#### Record excerpts
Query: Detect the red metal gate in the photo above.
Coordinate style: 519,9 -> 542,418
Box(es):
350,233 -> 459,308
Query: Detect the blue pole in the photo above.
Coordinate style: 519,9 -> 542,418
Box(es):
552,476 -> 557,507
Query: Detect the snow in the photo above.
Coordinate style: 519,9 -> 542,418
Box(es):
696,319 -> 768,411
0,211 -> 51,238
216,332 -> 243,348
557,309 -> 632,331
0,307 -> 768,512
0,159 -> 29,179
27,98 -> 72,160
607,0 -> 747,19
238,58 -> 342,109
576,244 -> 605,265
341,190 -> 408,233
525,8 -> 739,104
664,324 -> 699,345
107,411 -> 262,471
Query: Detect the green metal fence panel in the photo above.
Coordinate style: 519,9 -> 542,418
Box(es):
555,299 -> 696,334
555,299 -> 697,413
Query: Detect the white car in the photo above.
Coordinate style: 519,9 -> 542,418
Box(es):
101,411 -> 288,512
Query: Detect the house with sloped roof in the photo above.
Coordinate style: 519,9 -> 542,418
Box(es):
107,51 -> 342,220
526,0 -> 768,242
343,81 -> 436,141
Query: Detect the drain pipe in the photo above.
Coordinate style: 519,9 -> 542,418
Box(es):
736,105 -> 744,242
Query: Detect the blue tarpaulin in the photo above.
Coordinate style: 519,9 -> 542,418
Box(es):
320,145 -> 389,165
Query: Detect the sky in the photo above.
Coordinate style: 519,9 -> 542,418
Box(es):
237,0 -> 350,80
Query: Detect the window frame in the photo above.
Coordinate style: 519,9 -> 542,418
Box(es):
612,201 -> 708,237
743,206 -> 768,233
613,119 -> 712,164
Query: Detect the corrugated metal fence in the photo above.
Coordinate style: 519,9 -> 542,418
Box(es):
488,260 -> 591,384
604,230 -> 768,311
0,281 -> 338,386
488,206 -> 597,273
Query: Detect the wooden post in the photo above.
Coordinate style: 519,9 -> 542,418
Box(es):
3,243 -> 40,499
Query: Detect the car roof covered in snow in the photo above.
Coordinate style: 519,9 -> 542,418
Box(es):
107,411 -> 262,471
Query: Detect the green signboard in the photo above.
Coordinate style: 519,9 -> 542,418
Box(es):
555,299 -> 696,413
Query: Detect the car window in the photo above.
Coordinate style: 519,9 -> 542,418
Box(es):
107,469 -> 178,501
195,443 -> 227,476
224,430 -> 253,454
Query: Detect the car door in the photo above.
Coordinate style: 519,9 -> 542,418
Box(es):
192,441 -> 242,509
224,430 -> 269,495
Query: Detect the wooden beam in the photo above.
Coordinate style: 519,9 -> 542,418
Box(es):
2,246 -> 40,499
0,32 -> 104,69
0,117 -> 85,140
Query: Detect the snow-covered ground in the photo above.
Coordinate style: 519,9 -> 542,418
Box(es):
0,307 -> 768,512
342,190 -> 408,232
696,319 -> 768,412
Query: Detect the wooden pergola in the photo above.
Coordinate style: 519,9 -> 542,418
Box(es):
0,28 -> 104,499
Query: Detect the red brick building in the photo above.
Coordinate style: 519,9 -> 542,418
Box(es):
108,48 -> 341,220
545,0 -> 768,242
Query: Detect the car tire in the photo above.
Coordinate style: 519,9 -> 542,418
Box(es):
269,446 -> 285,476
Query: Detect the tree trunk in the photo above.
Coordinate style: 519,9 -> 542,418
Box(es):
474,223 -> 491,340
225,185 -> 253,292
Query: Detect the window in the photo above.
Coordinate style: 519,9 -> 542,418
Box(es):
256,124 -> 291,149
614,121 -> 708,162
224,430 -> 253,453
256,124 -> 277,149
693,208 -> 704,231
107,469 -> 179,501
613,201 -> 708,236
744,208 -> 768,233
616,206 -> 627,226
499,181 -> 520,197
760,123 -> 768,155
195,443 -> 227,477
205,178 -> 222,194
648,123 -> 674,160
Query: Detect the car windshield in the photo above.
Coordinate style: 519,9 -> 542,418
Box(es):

#### Written task
Copy the lines above without any changes, beginning with the line that has "Query: Detect the house" and ending after the line that has "237,0 -> 350,80".

#### Final result
Query: Detect the house with sloped roof in the photo above.
Coordinate style: 519,9 -> 542,418
Box(es):
107,51 -> 342,220
526,0 -> 768,242
343,81 -> 436,141
Query: Detect the drain pipe in the photo above.
Coordinate style: 519,9 -> 542,418
Box(es):
736,105 -> 744,242
Query: Detect the blue tarpaulin in the photo above.
Coordinate style: 519,9 -> 542,418
Box(es):
320,145 -> 389,165
Query: Detect the sky in the photo above.
Coordinate style: 519,9 -> 542,418
Box(es):
237,0 -> 350,80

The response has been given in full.